### EXERCISE MATERIALS
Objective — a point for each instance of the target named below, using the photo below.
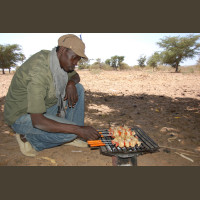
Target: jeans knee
(80, 88)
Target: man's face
(68, 60)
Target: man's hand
(71, 94)
(88, 133)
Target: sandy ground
(165, 105)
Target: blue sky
(98, 45)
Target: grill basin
(147, 146)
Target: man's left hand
(71, 94)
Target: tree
(115, 61)
(10, 55)
(83, 64)
(154, 60)
(177, 49)
(141, 61)
(198, 61)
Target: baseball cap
(74, 43)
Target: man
(45, 101)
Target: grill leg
(117, 161)
(134, 160)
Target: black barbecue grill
(125, 154)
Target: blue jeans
(43, 140)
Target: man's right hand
(88, 133)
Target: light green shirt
(32, 88)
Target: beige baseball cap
(74, 43)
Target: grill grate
(147, 146)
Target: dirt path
(165, 105)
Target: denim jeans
(40, 139)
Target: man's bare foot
(22, 137)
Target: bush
(101, 66)
(124, 66)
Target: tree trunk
(176, 67)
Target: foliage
(177, 49)
(198, 61)
(154, 60)
(10, 55)
(115, 61)
(141, 61)
(124, 66)
(83, 64)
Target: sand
(165, 105)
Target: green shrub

### THE PROBLEM
Repeat every record above exactly. The pictures do not belong in the copy.

### RESULT OF THE EXERCISE
Objective — a point for each instance of the target named below, using the photo below.
Target: jeans knee
(80, 88)
Target: man's face
(68, 60)
Target: man's hand
(71, 94)
(88, 133)
Target: sandy ground
(165, 105)
Target: blue sky
(98, 45)
Target: grill basin
(147, 146)
Target: man's left hand
(71, 94)
Target: tree
(115, 61)
(10, 55)
(83, 64)
(154, 60)
(177, 49)
(141, 61)
(198, 61)
Target: baseball cap
(74, 43)
Target: man
(45, 101)
Target: grill leg
(117, 161)
(134, 160)
Target: black barbecue grill
(125, 154)
Target: blue jeans
(43, 140)
Target: man's right hand
(88, 133)
Target: light green shirt
(32, 88)
Target: beige baseball cap
(74, 43)
Target: grill grate
(147, 146)
Target: dirt path
(165, 105)
Target: denim jeans
(40, 139)
Target: man's bare foot
(22, 137)
Target: bush
(101, 66)
(124, 66)
Target: tree trunk
(176, 67)
Target: foliage
(177, 49)
(198, 61)
(154, 60)
(10, 55)
(115, 61)
(141, 61)
(124, 66)
(83, 64)
Target: sand
(165, 105)
Target: green shrub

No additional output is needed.